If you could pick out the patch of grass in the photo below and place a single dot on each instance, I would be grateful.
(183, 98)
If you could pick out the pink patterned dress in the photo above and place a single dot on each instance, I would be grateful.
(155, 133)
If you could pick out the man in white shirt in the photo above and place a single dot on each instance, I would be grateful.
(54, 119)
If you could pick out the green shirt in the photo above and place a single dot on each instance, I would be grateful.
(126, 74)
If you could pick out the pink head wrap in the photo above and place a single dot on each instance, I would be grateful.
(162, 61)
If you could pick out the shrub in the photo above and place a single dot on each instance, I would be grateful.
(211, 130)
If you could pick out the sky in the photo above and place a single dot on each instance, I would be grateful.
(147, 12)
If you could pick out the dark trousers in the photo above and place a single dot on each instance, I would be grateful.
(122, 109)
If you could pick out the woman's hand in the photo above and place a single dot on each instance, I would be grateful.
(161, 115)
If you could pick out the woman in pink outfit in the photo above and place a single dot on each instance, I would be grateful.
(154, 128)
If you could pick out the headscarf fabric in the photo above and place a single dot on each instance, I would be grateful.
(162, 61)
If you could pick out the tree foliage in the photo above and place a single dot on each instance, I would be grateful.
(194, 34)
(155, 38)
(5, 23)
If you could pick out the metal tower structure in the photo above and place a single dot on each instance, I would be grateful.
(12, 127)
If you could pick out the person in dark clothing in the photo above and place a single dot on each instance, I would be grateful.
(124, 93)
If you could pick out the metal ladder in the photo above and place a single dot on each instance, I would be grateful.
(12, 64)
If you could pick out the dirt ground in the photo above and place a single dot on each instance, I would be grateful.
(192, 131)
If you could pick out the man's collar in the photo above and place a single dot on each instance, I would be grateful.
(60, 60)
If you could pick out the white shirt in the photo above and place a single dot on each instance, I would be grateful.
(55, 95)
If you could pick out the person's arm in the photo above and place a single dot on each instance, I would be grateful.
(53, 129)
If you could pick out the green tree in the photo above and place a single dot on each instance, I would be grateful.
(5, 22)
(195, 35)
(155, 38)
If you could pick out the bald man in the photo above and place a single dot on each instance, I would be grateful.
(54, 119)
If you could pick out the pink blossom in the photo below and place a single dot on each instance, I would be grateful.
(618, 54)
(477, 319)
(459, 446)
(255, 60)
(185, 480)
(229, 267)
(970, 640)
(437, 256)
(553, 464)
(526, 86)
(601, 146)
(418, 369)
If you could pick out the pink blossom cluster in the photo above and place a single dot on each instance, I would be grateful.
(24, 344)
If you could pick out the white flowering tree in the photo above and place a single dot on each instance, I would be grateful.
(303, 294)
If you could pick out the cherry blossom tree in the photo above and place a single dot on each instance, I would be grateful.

Assigned task:
Copy every line above exactly.

Response to this exercise:
If you could pick out the patch of grass in the photo below and place a single dot on each instance, I would be grateful.
(183, 98)
If you could pick out the pink patterned dress in the photo above and place a single dot on each instance, I would be grateful.
(155, 133)
If you could pick out the man in white shirt in the photo above and place a single dot on each instance, I would be grateful.
(54, 119)
If you could pick out the green shirt in the photo above and place a single dot on each instance, I would be grateful.
(126, 74)
If you could pick out the pink head wrap in the photo above and place a single dot on each instance, I would be grateful.
(162, 61)
If you could pick out the shrub in the photo above and place a single dot on each instance, I would be grateful.
(211, 130)
If you could pick out the sky in the photo above and place a single dot on each instance, I would be grateful.
(147, 12)
If you could pick out the dark trousers in the photo above and place a single dot on each instance, I would be grateful.
(122, 109)
If you could pick out the woman's hand in the photo above and place a single dot on each instance, I would be grateful.
(161, 115)
If you could pick out the woman in pink outfit in the photo above and place a single dot on each instance, I would be grateful.
(154, 128)
If you could pick out the headscarf fabric in the photo above and place a single dot on each instance, I would be grateful.
(162, 61)
If you could pick out the tree foliage in the photo above and place a single dot on each instance, I would be grateful.
(194, 34)
(155, 38)
(5, 23)
If you could pick out the metal tower structure in the photo above and place a single dot on each instance, I would be grateful.
(12, 127)
If you could pick out the person in dark clothing in the photo above and place a single dot on each instance, I would be grateful.
(124, 93)
If you could pick out the metal ladder in the photo above and place a single dot on each instance, I would be grateful.
(12, 64)
If you could pick out the dirt ground in the photo above and place a single dot on each instance, I would be grateful.
(192, 131)
If you could pick out the man's collar in the photo above and place a single dot on each instance, I would be grateful.
(60, 60)
If you could pick out the white shirt in the photo above and place a single dot on each instance, I would be grateful.
(55, 95)
If you could pick out the person's arm in the photo above and place a single dot on each instance, I would be grateful.
(53, 129)
If you could pick out the green tree in the photo above and place a single dot on each instance, I would be grateful.
(5, 22)
(195, 35)
(155, 38)
If you could pick out the bald man in the photo above and place a single dot on each instance, I would be grateful.
(54, 119)
If you could pick out the pink blossom in the photo below and place a single dot on each instance, I would be grateful.
(618, 54)
(477, 319)
(459, 446)
(255, 60)
(185, 480)
(229, 267)
(970, 640)
(437, 256)
(553, 464)
(526, 86)
(601, 146)
(418, 369)
If you could pick out the pink blossom cluster in the photo above and place a single dot on each instance, I would be grateful.
(24, 344)
If you could pick out the white flowering tree in the photo above and place a single dot on each instance, I would be grateful.
(303, 294)
If you could pick out the cherry blossom tree in the photo above and place a single dot on each instance, I would be grateful.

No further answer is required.